§ Material provided
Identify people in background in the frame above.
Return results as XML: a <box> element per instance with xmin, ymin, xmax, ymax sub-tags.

* * *

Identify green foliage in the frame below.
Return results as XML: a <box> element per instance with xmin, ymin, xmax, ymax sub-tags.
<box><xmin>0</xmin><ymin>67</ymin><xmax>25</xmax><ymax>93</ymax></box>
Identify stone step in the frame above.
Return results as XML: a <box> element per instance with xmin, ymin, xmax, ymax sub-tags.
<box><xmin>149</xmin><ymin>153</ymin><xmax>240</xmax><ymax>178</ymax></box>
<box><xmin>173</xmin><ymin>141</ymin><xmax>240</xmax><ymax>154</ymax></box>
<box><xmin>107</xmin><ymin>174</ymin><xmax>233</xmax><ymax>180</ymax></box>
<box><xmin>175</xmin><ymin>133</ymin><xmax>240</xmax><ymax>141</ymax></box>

§ Problem to work on
Count the lines in the preceding rows that contain the string "above". Reply with the number alone.

§ Completed task
2